-------- RECORDS FOR THE TASK --------

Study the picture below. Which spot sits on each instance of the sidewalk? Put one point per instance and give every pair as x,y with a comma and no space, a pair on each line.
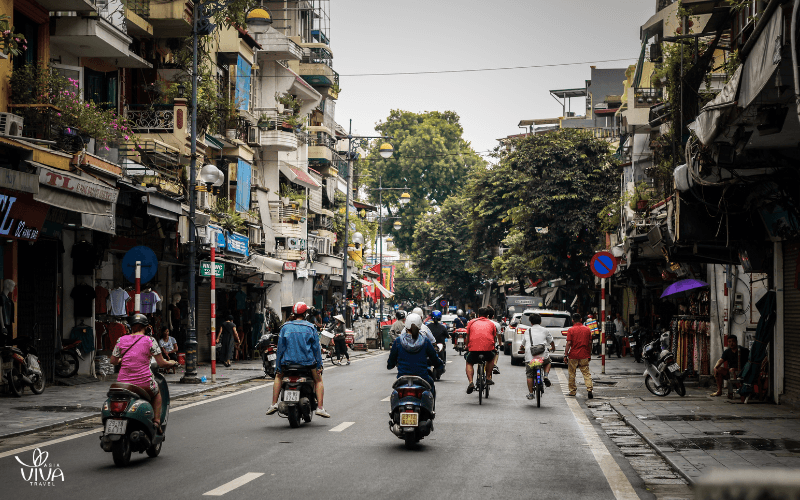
60,405
697,433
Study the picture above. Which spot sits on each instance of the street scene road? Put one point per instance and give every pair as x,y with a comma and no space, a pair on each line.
497,448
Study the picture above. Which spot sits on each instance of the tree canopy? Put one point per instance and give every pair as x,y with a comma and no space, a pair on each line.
430,158
440,242
540,203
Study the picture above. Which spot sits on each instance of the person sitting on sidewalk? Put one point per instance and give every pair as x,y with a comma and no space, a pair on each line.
736,357
579,351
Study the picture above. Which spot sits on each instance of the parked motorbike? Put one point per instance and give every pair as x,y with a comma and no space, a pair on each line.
128,420
441,352
662,373
66,361
538,378
412,409
298,399
268,347
20,367
459,344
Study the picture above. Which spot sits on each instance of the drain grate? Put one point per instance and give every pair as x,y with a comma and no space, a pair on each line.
59,409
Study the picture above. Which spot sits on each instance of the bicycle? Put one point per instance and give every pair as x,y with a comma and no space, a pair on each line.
482,384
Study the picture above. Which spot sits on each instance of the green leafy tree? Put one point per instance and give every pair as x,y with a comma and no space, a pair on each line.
547,218
430,158
440,249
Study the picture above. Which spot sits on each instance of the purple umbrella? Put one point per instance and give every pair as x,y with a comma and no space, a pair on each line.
683,286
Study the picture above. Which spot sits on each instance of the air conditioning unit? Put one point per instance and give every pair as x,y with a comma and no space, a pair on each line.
11,124
252,136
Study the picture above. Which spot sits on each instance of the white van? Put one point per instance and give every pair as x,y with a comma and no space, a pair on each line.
556,322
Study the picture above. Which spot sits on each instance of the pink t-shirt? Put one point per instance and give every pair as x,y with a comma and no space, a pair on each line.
135,368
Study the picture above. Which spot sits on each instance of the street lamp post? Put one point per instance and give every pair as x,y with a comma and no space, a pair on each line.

--------

[TRY IT] Reproduce each entry exactly as written, but leave out the images.

[RESULT OF THIS EXERCISE]
Study the picture below. Which spot sits on each instance of the sidewalk? Put one point per instance and give every pair as x,y with a comma and no space, a pair on each line.
60,405
697,433
Study the picture above. Which spot sits on each instance of the street scene road? Put one point per instance and give every pair as x,y with a comma and no space, a pair on each line.
497,448
Study the picture above. Which spot sits on each instance of the tree canopy? Put one point per instance and give every pair as x,y with a comma and no space, a pair on each line.
430,158
440,242
540,203
Study the picture above. Which spot sits on each instance of the person sitting on sidewalk? Put one point per instance and give every pair as x,y with a comma and no space, a pair on each line.
736,357
579,351
Study the picture above. Which spot sits on each instance of the parked motorbike? Put one point per instance and give every pair as x,y with a comma and no space, a pair on each line.
128,420
441,352
662,373
66,361
538,378
412,409
298,399
268,347
20,367
459,344
Study the picture above. Which spot sits on each instance of the drain grate? Put one point per instance and give every pair as x,y with a comma and no space, a pair on each line.
59,409
Study the picture above. Which spot sits on each instance of the bicycle? Put one point per instance and give every pair as x,y with a comma and no space, a pair on each line.
482,384
Study the picture above. Which spot sits on each instance of the green leafy tree? Put one point per instance and give every pair as x,y with a comma and no space, a pair on each line.
547,218
430,158
440,249
Study the picture above. Which spot sits on each instance of the purple umbrella? Put one point per instance and give every pair as x,y with a comma and no space, a pair on each line.
683,286
Study the picture above. Which spot sits on each instance of the air conditioning unit? Put one point per instance and give every pair as x,y with a comma and no space, a pair on each line.
11,124
252,136
Study the picture above. Which spot sits on each instance of the white van? Put one point per instance and give every pair as x,y with a comma and no space, a pair on each line.
556,322
Study the picture above. Which spot sits on each instance of the pink t-shirt? Put one point per instance and give every pair as x,y with a comma and no space, a pair on each line.
135,368
Study the picture above. Which spot sits on each instance of the street lamp post? Put one point per instance and give every pair as x,y with a comma and no space, a pair on each line.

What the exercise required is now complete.